*AIM*.
For this exercise, repeat all of the material verbatim apart from its images.

*Records from a collection*.

===============

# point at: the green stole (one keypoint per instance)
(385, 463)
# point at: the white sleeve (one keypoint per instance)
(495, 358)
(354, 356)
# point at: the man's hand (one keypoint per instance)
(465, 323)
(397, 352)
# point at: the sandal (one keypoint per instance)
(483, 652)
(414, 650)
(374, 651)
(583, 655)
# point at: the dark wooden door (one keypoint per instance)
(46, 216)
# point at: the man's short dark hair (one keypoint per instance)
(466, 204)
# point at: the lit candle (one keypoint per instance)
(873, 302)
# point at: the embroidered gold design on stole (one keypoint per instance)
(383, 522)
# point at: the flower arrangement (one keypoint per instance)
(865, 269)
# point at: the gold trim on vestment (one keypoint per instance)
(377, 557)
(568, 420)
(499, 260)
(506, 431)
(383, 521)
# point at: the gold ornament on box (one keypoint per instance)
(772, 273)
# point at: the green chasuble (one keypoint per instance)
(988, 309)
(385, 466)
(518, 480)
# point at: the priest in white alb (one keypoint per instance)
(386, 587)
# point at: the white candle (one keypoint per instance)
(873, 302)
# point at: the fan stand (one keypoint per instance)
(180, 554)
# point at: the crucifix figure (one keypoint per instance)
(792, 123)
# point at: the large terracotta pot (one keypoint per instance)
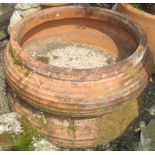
(145, 20)
(78, 108)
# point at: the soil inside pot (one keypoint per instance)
(70, 55)
(147, 7)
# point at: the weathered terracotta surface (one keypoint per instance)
(95, 105)
(48, 5)
(79, 132)
(145, 20)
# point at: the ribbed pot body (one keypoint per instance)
(79, 108)
(145, 20)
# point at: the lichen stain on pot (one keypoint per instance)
(78, 106)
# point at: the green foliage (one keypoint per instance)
(23, 142)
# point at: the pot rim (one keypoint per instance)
(74, 74)
(53, 4)
(139, 12)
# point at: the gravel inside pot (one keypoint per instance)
(70, 55)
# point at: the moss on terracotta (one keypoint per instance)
(15, 57)
(133, 73)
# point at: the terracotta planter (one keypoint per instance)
(145, 20)
(79, 107)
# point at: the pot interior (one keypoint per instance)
(106, 40)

===============

*TASK ANSWER*.
# point at: the green stole (one keypoint per instance)
(385, 463)
# point at: the white sleeve (one keypoint per instance)
(495, 358)
(354, 356)
# point at: the man's hand (one keypoint per instance)
(465, 323)
(397, 352)
# point at: the sandal (one keypoint per instance)
(483, 652)
(414, 650)
(374, 651)
(583, 655)
# point at: the dark wooden door (one keypoint per instance)
(46, 216)
# point at: the man's short dark hair (one keypoint per instance)
(466, 204)
# point at: the lit candle (one keypoint per instance)
(873, 302)
# point at: the embroidered gold design on stole (one keypoint per instance)
(383, 522)
# point at: the flower arrangement (one keypoint per instance)
(865, 269)
# point at: the gold trim on vestment (one keypoint per instance)
(377, 557)
(568, 420)
(499, 260)
(506, 431)
(383, 521)
# point at: the gold ornament on box (one keypoint per instance)
(772, 273)
# point at: the green chasuble (one keypoint per instance)
(988, 309)
(385, 466)
(518, 480)
# point at: the priest in white alb (one keypoint per instance)
(386, 587)
# point at: the white candle (one keypoint per instance)
(873, 302)
# point at: the fan stand (one keypoint per instance)
(180, 554)
# point at: the crucifix figure (one keypoint per instance)
(792, 123)
# point at: the large terracotta pot (one keypoint per instance)
(145, 20)
(78, 108)
# point at: the soil inside pot (one keypoint per instance)
(70, 55)
(147, 7)
# point at: the weathered terracotta surface (one keypoint per instance)
(95, 105)
(48, 5)
(79, 132)
(145, 20)
# point at: the ribbed pot body (one keypoint per instance)
(79, 108)
(145, 20)
# point at: the lichen stain on pot (one keypoint per instance)
(78, 106)
# point at: the green foliage (one keypoint per instance)
(23, 142)
# point at: the pot rim (one keypoint per instance)
(74, 74)
(53, 4)
(139, 12)
# point at: the gravel inside pot (one keypoint per instance)
(70, 55)
# point at: the moss on terracotta (one keypoint per instance)
(15, 57)
(133, 73)
# point at: the terracotta planter (one keypoint per instance)
(145, 20)
(79, 107)
# point at: the pot interior (one keypoint per instance)
(106, 40)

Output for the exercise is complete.